_Description of the task_
Copy out every line in the entries below that includes "table".

Data items:
________________________
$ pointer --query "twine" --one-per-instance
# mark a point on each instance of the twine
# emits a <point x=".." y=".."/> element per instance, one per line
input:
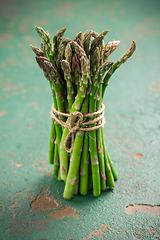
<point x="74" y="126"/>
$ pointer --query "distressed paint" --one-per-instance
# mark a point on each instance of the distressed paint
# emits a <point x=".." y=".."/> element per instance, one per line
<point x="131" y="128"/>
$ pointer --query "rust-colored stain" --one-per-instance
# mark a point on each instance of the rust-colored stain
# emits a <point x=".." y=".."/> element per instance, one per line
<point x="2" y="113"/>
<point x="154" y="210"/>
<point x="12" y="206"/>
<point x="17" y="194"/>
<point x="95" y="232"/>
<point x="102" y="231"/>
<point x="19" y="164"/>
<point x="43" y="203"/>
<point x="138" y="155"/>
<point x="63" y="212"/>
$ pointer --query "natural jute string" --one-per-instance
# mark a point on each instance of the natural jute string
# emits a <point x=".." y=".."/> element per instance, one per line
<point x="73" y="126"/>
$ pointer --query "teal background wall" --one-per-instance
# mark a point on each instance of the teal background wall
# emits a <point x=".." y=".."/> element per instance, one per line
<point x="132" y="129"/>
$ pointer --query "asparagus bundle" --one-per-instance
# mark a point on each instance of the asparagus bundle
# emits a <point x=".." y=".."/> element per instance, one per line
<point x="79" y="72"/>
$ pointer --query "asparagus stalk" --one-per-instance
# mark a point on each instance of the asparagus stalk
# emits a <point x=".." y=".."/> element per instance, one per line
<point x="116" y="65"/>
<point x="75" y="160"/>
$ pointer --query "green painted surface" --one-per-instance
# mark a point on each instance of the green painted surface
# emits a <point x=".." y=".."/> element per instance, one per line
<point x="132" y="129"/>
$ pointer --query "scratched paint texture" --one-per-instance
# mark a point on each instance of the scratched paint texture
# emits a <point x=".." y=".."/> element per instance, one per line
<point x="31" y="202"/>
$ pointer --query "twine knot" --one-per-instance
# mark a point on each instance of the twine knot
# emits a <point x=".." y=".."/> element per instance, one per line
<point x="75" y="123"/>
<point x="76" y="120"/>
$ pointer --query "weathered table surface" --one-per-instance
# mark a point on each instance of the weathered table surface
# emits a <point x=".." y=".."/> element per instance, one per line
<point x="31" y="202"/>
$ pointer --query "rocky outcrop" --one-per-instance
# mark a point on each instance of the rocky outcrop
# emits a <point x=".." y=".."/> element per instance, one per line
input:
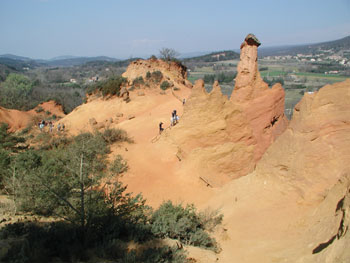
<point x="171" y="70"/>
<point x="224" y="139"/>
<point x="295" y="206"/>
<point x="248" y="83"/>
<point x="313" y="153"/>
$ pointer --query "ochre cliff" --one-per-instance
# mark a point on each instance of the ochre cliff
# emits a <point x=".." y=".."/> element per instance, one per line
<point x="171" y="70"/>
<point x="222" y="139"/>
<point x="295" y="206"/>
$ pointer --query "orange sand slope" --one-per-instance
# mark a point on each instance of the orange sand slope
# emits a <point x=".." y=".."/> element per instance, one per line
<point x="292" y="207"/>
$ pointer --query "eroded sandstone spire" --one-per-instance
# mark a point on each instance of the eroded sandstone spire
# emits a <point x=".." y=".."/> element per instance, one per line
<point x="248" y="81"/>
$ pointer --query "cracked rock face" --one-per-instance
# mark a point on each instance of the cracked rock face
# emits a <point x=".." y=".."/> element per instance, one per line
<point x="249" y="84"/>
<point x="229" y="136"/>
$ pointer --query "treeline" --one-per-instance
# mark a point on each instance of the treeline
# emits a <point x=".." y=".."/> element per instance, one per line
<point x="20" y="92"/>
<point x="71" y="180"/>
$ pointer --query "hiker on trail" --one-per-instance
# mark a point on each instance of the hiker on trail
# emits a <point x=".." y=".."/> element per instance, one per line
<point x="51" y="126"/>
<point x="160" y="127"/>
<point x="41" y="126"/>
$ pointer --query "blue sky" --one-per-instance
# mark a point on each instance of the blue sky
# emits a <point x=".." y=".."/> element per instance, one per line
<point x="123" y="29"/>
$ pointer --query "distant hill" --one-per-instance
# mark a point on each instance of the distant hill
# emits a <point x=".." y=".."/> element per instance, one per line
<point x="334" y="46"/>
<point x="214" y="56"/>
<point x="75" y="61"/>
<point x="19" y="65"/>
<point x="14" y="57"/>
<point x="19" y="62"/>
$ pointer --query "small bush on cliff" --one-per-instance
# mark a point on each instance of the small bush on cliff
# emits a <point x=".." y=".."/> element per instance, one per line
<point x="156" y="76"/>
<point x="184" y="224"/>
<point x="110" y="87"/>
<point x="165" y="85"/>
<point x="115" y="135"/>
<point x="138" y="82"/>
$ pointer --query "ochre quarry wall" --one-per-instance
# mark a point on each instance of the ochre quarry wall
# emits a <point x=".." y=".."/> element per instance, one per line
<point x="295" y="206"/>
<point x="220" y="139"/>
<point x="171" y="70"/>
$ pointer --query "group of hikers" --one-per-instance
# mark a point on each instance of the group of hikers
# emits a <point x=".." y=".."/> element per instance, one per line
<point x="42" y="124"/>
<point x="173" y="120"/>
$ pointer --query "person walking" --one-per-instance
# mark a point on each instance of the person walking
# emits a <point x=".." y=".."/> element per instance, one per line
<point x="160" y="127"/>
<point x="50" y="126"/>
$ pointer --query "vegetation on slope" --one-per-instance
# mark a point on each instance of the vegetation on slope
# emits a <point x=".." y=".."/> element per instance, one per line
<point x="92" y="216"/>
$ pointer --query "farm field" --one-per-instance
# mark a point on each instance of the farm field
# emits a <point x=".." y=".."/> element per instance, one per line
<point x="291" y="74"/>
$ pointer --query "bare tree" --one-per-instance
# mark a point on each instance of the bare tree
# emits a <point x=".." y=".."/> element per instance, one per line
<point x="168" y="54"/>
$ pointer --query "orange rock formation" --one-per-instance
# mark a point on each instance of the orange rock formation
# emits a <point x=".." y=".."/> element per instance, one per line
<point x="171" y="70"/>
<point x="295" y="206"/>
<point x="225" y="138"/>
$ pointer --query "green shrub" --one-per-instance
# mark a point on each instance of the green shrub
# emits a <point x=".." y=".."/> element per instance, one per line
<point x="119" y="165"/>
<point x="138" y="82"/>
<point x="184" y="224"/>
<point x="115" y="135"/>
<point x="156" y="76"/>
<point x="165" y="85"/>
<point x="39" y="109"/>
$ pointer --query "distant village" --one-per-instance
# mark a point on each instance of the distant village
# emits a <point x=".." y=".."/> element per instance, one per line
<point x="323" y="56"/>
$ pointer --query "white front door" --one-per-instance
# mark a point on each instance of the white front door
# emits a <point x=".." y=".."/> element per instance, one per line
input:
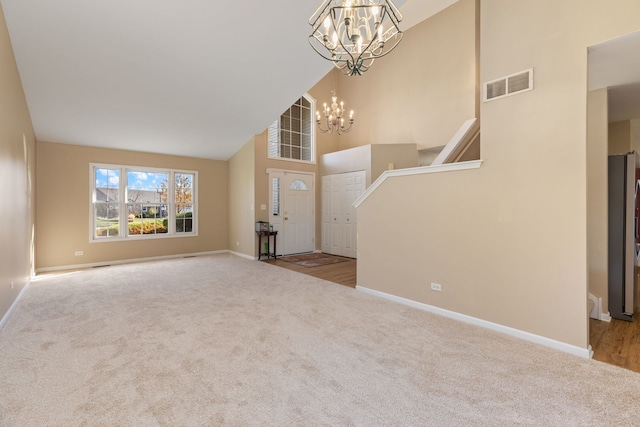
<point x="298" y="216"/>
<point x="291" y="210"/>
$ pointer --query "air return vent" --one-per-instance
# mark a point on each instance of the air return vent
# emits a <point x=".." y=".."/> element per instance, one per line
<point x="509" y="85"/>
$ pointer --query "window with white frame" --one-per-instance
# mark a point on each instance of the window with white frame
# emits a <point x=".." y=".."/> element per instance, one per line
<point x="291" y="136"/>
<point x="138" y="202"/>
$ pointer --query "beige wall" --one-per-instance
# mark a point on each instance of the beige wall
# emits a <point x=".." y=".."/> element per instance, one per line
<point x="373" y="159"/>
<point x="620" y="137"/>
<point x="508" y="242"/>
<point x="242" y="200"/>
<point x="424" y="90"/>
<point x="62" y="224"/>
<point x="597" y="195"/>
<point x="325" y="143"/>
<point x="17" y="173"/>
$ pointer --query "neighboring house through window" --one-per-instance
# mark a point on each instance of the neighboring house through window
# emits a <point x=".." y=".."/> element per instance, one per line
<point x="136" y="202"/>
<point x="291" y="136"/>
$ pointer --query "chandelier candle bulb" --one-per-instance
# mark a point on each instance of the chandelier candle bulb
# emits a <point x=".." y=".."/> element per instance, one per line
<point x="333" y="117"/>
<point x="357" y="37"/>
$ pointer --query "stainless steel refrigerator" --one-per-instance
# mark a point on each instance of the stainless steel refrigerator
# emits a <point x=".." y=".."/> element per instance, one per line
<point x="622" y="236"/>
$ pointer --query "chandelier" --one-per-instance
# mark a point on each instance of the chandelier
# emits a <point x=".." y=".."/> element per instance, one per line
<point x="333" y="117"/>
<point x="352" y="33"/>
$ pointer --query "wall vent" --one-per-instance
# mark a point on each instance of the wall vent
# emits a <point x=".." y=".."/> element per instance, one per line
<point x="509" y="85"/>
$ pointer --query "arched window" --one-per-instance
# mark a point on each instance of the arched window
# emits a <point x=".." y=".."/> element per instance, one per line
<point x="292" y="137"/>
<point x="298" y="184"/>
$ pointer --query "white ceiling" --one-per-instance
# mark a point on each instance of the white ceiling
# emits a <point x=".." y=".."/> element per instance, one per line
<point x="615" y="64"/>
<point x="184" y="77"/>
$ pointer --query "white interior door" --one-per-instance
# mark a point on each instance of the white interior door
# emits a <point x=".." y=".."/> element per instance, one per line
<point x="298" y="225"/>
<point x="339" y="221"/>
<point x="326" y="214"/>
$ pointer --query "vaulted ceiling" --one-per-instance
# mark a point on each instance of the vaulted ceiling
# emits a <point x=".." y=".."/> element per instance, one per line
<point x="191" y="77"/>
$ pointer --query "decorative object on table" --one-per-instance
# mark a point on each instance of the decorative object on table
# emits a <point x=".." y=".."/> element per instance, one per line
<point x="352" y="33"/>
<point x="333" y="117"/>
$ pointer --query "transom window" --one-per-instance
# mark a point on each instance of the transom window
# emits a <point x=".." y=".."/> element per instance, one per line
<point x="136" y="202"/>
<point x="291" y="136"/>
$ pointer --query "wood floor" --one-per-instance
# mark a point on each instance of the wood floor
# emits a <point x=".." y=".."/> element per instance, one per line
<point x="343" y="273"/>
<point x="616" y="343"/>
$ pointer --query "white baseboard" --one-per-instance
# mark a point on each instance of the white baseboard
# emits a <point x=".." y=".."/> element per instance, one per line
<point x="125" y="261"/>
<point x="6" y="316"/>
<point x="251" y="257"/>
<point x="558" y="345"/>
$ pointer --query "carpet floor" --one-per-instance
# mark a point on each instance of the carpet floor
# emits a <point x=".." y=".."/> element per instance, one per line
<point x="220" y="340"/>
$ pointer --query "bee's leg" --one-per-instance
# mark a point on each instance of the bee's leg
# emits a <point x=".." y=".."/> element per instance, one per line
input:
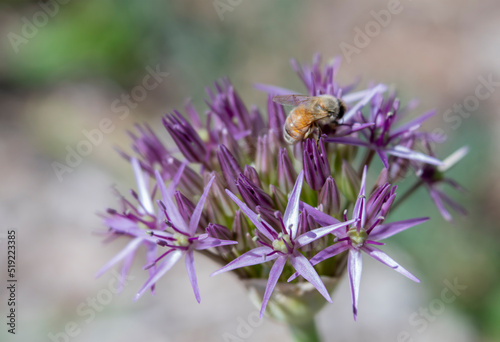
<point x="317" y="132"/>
________________________
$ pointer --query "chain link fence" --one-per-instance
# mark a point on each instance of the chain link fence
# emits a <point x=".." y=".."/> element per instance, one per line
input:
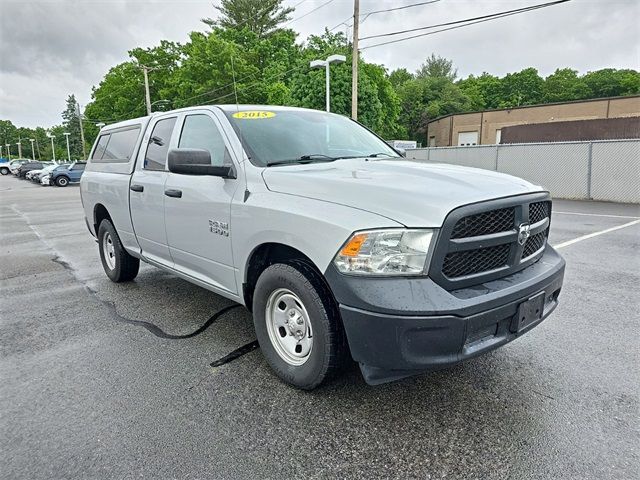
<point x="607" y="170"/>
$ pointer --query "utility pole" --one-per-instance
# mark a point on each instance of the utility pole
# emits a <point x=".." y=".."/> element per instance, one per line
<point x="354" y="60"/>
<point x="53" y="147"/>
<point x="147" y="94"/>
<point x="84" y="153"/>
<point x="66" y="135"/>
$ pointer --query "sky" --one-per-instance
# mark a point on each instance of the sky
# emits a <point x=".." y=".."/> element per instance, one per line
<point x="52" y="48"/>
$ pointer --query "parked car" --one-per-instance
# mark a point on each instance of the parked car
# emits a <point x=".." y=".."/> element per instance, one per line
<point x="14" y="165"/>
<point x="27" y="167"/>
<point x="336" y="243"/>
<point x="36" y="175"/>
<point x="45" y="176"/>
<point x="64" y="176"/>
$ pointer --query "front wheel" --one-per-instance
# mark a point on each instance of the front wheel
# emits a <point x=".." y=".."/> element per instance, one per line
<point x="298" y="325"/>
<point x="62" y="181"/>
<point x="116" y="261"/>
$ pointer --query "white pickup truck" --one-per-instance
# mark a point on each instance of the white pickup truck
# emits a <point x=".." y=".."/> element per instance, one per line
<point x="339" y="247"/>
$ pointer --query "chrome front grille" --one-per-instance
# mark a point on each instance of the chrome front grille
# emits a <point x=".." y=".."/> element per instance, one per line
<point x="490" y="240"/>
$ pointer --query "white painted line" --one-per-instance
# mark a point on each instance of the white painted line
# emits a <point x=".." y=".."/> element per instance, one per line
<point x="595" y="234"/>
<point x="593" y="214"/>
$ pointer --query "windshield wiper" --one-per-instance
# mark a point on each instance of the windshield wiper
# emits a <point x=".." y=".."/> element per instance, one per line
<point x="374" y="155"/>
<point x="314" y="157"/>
________________________
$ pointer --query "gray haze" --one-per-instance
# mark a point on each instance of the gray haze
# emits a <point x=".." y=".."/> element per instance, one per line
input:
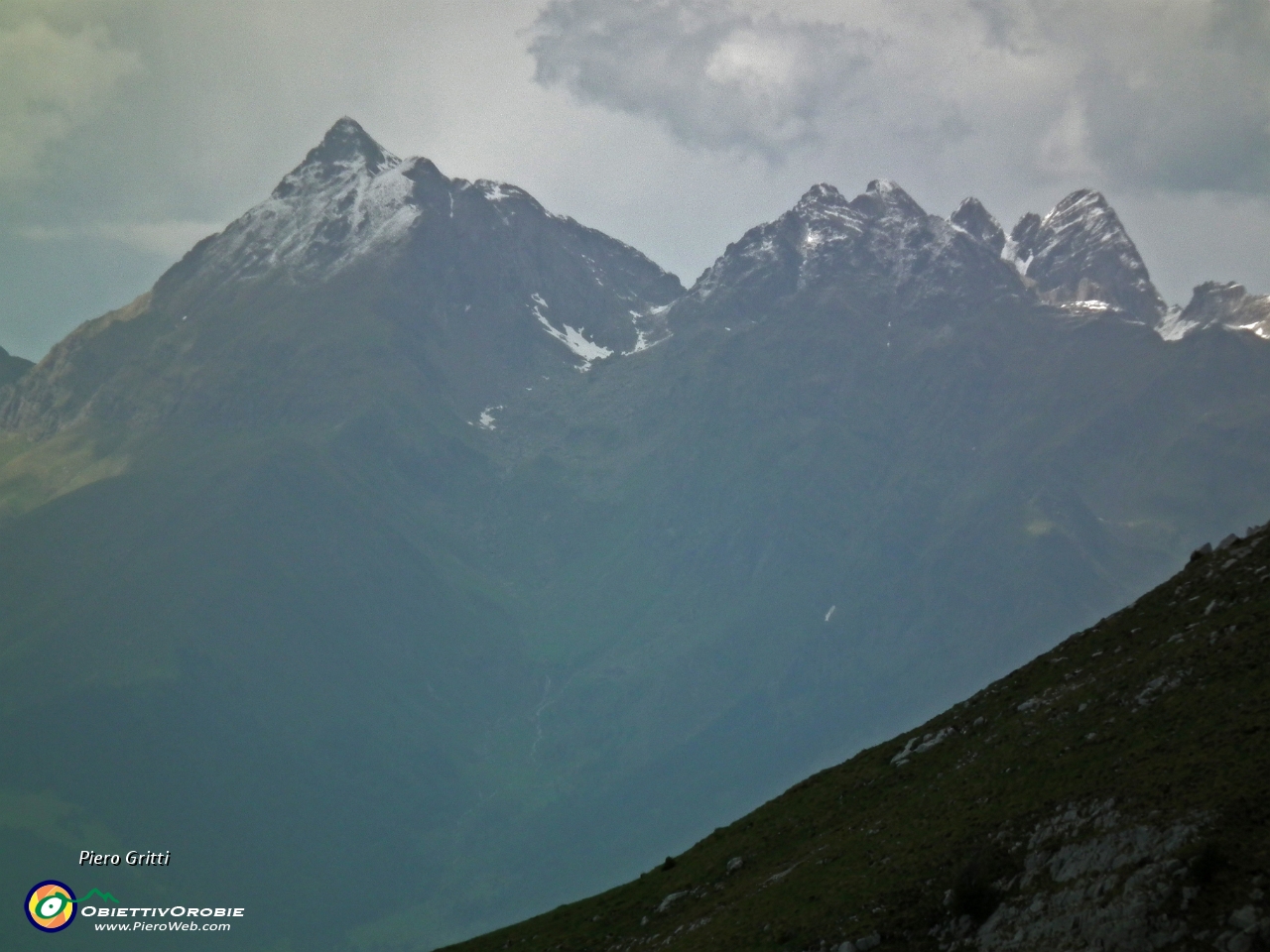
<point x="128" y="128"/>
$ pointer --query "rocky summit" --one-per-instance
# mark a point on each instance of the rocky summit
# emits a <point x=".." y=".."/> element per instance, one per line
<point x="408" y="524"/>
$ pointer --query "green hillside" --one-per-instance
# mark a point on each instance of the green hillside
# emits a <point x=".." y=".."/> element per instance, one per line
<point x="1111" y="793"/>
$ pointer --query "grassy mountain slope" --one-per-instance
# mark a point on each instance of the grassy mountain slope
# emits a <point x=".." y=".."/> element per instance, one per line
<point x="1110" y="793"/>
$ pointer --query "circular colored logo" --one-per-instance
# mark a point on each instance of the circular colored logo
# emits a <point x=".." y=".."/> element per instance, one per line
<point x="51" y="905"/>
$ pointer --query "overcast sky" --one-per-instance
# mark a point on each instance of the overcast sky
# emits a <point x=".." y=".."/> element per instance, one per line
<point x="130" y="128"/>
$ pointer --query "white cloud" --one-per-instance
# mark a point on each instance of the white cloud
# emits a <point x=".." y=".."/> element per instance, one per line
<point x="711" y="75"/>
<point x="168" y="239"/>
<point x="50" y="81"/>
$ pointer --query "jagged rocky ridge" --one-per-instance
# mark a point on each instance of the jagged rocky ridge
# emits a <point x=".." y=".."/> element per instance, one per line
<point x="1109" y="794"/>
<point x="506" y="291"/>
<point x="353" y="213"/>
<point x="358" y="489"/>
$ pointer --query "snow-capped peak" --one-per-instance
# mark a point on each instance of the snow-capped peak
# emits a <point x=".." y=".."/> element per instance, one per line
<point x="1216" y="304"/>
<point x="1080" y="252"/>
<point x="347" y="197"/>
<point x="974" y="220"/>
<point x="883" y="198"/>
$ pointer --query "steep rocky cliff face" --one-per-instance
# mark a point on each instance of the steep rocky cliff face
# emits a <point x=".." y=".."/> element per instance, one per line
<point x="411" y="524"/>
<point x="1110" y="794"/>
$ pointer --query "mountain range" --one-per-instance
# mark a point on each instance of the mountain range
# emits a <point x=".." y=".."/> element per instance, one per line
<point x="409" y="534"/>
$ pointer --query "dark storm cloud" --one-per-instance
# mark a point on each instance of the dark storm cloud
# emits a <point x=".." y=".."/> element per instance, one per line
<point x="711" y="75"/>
________________________
_Task response_
$ pointer --query "weathered table surface" --one-per-instance
# mark a point on each instance of the weathered table surface
$ pointer --query "decorative object on table" --one-per-instance
# mark a point on each instance of the decorative object on table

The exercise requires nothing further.